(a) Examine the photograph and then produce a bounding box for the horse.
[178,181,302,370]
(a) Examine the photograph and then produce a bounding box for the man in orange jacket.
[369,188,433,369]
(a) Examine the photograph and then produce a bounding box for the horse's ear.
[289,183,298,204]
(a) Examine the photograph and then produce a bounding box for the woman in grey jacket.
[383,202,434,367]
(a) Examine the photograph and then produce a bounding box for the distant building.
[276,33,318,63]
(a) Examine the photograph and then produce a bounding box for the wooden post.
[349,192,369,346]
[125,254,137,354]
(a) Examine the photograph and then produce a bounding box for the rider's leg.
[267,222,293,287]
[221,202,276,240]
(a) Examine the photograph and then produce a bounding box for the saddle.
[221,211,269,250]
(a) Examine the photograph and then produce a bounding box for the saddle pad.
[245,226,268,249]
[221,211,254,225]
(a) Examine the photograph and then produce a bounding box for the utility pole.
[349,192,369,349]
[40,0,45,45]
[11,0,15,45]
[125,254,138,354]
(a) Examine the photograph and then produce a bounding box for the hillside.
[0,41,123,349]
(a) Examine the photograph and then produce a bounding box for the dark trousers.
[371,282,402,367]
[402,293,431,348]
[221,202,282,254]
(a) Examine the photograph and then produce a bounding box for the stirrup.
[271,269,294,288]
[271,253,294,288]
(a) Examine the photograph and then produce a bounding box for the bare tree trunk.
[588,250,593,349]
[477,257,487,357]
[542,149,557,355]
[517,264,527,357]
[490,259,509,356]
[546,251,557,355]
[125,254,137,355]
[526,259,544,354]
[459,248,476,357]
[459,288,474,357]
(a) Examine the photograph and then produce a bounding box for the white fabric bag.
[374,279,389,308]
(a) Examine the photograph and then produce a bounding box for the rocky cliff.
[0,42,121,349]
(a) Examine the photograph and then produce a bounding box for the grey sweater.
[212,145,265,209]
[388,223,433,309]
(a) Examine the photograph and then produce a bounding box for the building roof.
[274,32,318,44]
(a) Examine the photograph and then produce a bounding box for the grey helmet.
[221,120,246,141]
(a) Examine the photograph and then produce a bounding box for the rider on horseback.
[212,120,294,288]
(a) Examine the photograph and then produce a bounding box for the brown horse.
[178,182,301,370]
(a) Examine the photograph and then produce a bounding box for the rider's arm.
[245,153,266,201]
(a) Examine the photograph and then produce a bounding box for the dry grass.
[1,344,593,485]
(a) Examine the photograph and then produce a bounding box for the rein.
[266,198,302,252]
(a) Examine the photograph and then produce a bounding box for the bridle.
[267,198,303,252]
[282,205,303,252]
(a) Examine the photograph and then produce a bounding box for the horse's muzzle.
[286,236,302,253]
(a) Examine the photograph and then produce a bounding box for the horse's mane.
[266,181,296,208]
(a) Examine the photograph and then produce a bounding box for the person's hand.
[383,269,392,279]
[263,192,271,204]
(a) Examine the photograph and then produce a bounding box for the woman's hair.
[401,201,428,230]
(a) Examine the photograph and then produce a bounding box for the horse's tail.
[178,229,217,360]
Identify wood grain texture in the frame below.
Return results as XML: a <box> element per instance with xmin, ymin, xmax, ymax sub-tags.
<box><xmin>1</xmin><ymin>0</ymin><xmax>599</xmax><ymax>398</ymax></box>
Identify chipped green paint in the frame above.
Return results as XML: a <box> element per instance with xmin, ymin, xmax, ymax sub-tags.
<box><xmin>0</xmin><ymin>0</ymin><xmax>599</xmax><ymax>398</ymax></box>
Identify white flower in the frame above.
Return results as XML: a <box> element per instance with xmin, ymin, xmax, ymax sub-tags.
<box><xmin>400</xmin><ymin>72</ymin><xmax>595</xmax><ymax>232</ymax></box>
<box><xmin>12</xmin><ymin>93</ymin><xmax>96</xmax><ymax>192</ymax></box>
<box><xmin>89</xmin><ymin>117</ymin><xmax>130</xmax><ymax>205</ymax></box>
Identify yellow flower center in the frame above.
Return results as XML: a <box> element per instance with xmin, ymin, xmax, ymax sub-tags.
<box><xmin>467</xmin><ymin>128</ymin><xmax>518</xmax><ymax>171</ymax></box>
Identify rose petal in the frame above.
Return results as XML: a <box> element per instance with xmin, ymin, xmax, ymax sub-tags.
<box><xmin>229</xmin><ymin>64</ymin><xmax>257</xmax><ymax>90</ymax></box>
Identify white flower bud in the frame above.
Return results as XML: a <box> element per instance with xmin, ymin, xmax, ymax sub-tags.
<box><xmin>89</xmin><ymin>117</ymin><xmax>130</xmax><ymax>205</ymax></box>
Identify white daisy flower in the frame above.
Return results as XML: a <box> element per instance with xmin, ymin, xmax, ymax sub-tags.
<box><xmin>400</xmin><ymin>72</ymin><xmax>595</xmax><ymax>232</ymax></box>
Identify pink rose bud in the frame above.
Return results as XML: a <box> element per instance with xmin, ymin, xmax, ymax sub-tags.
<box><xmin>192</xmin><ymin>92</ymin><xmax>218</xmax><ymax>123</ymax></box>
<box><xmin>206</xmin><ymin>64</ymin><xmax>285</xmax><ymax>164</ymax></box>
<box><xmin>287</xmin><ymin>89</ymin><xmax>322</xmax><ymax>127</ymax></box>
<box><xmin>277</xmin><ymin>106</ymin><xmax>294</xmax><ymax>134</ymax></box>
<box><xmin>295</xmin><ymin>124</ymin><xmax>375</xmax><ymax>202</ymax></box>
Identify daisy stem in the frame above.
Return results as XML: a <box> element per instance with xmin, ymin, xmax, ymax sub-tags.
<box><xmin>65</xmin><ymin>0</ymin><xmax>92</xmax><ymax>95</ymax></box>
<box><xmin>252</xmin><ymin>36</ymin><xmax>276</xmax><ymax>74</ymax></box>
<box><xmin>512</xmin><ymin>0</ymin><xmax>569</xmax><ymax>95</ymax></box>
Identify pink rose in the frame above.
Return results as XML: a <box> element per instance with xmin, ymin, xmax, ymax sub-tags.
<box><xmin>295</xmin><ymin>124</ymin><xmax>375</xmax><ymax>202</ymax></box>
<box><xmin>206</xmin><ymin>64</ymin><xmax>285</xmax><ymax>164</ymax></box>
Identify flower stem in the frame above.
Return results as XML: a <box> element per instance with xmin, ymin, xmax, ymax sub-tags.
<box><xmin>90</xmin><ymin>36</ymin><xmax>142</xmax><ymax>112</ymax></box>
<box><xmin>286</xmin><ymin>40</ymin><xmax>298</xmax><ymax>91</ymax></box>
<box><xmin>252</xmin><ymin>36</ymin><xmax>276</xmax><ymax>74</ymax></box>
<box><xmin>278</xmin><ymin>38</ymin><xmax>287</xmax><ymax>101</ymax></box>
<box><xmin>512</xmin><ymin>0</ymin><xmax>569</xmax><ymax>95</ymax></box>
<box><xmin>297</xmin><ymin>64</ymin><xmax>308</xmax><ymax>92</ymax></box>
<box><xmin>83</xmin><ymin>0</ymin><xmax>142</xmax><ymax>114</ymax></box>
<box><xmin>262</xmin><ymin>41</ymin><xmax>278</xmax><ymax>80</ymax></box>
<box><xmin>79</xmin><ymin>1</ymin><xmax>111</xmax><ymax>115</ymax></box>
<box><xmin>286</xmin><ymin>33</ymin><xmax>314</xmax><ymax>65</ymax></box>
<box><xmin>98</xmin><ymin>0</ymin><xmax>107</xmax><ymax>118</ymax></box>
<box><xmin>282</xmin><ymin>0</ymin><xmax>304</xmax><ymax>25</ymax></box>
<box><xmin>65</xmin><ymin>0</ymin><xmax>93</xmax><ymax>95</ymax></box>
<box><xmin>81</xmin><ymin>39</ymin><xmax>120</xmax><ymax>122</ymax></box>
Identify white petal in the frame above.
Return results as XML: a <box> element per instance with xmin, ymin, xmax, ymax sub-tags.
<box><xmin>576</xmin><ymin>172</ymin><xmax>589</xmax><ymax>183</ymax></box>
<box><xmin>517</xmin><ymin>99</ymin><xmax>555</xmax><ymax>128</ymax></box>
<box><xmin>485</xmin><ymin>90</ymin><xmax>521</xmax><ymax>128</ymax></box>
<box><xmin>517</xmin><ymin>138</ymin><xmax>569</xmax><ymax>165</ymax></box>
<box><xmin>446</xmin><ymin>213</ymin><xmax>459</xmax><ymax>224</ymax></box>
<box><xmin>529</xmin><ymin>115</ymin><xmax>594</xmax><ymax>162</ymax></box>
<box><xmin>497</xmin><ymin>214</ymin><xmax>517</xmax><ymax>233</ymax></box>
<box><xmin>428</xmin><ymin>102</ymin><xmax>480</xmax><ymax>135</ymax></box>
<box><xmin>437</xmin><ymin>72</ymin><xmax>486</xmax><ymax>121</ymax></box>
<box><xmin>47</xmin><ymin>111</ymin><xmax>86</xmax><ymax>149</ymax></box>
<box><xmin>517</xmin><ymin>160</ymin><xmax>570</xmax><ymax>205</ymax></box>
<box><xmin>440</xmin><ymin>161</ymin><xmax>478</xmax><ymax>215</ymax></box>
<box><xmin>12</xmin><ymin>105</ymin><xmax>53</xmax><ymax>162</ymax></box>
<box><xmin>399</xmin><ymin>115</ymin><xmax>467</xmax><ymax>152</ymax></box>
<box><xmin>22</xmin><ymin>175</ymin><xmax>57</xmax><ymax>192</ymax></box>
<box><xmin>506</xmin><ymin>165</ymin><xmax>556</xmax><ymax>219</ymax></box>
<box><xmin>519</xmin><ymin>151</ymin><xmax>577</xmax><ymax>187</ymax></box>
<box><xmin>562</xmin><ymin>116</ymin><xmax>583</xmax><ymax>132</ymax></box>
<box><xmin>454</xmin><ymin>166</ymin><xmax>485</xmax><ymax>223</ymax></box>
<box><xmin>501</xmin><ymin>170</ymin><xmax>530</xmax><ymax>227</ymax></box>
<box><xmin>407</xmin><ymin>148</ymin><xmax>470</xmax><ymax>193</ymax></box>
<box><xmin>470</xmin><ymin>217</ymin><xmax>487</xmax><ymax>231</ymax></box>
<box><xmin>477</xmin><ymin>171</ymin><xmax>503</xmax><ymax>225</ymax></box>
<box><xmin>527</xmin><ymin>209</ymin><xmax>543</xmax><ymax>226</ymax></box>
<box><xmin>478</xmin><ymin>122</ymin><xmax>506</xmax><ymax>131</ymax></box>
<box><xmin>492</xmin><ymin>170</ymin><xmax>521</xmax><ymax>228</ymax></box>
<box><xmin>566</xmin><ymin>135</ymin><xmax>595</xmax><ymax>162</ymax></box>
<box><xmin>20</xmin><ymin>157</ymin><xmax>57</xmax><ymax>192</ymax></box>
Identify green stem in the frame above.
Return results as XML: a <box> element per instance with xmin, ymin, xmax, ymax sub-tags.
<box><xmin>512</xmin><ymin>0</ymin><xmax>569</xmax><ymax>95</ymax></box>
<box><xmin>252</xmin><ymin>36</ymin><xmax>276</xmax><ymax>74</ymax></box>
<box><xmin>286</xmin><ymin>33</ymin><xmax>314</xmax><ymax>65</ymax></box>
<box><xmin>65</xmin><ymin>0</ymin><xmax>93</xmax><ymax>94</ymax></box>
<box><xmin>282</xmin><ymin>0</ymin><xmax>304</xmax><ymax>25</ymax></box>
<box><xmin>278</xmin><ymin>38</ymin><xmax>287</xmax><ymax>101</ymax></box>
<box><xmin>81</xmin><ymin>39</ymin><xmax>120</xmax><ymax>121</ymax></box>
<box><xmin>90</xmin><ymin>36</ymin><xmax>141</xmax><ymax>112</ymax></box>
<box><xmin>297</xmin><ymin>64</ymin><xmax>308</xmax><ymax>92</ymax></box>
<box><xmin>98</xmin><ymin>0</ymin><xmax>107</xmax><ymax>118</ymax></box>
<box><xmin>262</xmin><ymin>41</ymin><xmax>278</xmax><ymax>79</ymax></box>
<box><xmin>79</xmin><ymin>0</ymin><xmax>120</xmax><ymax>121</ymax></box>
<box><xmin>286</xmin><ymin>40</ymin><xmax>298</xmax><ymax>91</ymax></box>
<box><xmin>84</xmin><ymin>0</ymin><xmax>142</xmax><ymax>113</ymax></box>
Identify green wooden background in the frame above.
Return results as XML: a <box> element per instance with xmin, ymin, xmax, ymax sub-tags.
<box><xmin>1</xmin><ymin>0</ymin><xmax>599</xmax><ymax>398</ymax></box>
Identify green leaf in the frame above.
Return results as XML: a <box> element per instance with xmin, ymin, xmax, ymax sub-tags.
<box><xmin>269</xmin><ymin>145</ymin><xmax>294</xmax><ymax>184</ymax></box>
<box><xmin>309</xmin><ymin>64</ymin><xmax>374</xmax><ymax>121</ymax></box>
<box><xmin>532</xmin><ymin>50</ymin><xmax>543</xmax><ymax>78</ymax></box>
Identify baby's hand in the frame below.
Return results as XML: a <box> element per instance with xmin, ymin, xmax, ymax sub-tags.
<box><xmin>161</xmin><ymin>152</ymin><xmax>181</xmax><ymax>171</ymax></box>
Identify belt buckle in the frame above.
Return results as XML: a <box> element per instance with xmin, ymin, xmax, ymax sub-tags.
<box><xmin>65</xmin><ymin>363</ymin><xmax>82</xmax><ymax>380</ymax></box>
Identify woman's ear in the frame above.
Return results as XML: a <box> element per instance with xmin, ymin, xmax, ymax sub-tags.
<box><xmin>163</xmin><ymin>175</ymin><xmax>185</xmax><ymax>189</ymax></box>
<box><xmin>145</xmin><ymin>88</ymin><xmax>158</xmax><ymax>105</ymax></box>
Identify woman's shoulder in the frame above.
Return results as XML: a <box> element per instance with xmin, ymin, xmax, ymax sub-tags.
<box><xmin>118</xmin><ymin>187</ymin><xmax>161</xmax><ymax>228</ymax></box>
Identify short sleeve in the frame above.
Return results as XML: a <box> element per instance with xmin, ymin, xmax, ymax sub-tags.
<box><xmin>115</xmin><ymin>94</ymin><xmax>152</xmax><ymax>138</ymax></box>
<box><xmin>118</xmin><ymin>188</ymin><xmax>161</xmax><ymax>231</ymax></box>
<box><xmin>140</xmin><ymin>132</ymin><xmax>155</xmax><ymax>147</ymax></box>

Problem statement –
Return all lines from the entries that contain the string "rose".

Solution for this problem –
Identify rose petal in the frame above.
Identify pink rose bud in the frame above.
Identify pink rose in the frame above.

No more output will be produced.